Supplied material:

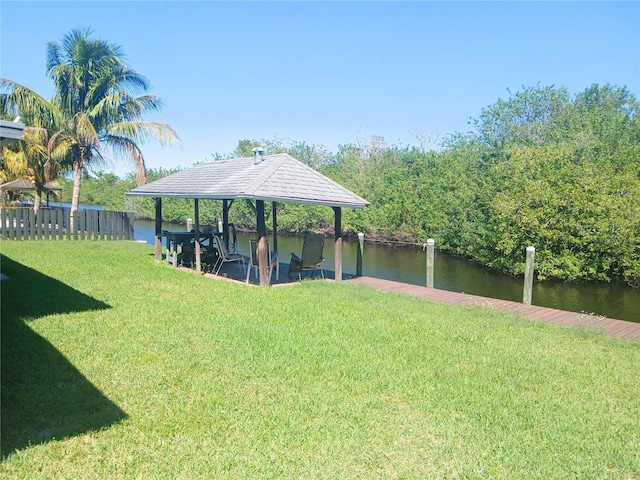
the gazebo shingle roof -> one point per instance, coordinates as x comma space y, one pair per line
--
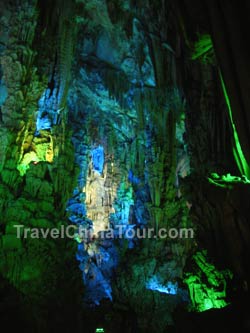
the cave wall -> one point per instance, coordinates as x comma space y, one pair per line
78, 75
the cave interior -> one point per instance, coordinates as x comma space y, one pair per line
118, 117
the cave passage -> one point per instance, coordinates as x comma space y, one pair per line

Problem requirements: Produce a word-for-word copy of everything above from the line holding "the cave interior" down to the line holding "the cave passage", with both of those lines kept.

Task output:
the cave interior -> one point per instance, coordinates as x comma space y, one pair per line
118, 117
the cave passage -> one point per instance, coordinates as x comma space y, one pair per line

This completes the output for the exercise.